Eclairage sur les Instants de Patrick Rabiller par lui-même

zap_001 Une photographie de Patrick Rabiller posée sur mon bureau

Reçu hier cette lettre de Patrick Rabiller, suite à mon petit article du 3 juillet 2007 sur ce blog au sujet de la photographie ci-dessus. Un éclairage supplémentaire et même indispensable sur ce "moment" particulier.. quand le photographe immortalise son sujet.

Petit proverbe à mon usage exclusif :
“Il peut en être des réponses comme des vendanges
tardives...”
Cher Christophe.
Au retour de l’atelier de notre ami Isidore K. et des
Zartistiques Bacchanales dont tu as la responsabilité
éclairée, tu te doutes bien que je me suis empressé de
visiter la richesse de ton blog. Effectivement, quelle
ne fut pas ma surprise de découvrir, en date du 3
juillet, un long texte concernant ma petite
entreprise. Bien que je puisse parfaitement expliciter
mon inattention temporaire aux choses du monde, je
n’en suis pas moins navré, désolé, confus d’avoir pu
te faire douter de mon indéfectible respect.

### LIGNES RÉPERTORIÉES
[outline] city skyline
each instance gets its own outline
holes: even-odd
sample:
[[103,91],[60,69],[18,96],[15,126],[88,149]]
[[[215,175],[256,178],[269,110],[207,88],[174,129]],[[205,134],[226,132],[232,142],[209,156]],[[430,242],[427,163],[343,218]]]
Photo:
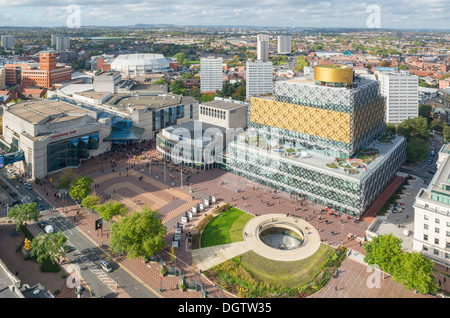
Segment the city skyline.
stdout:
[[[117,6],[121,5],[121,10]],[[186,26],[265,26],[323,28],[450,29],[446,0],[354,3],[321,1],[169,1],[164,5],[131,0],[76,3],[0,0],[2,26],[67,26],[79,14],[79,26],[174,24]],[[78,11],[77,11],[78,10]],[[371,25],[379,13],[379,23]],[[51,17],[51,18],[49,18]]]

### CONSIGNE
Transcrivez intégralement l'extrait sur la lettre de Patrick Rabiller, sans en modifier un seul caractère. Les lignes forment un matériau indépendant de l'extrait.

### RÉSULTAT
Eclairage sur les Instants de Patrick Rabiller par lui-même

zap_001 Une photographie de Patrick Rabiller posée sur mon bureau

Reçu hier cette lettre de Patrick Rabiller, suite à mon petit article du 3 juillet 2007 sur ce blog au sujet de la photographie ci-dessus. Un éclairage supplémentaire et même indispensable sur ce "moment" particulier.. quand le photographe immortalise son sujet.

Petit proverbe à mon usage exclusif :
“Il peut en être des réponses comme des vendanges
tardives...”
Cher Christophe.
Au retour de l’atelier de notre ami Isidore K. et des
Zartistiques Bacchanales dont tu as la responsabilité
éclairée, tu te doutes bien que je me suis empressé de
visiter la richesse de ton blog. Effectivement, quelle
ne fut pas ma surprise de découvrir, en date du 3
juillet, un long texte concernant ma petite
entreprise. Bien que je puisse parfaitement expliciter
mon inattention temporaire aux choses du monde, je
n’en suis pas moins navré, désolé, confus d’avoir pu
te faire douter de mon indéfectible respect.